Exercise task: Convert the lines below into a two-column CSV with the header row query_text,bbox and one row for each answer. Put the text leading up to that answer and the answer itself in separate quoted fields, change line breaks to spaces, and omit the pictures.
┌────────
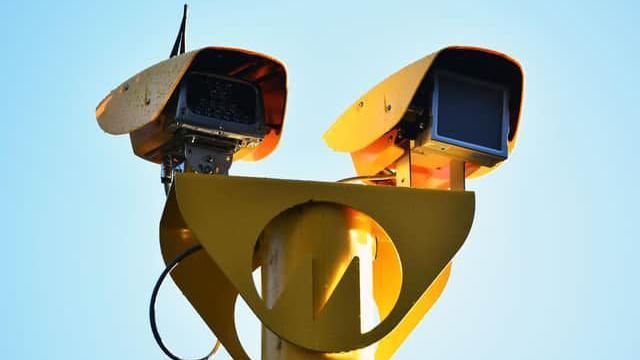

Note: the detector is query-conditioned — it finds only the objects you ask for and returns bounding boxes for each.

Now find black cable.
[149,244,220,360]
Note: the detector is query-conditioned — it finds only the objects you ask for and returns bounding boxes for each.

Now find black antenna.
[169,4,188,58]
└────────
Result:
query_text,bbox
"Note: the detector is query-conditioned — it finds only the objects you ask for and returns bounding boxes for each. Now find black cable.","[149,244,220,360]"
"Note: the detector is query-conditioned — it finds only the objects you ask for and returns bounding boxes for each. Now find black antenna.","[169,4,188,58]"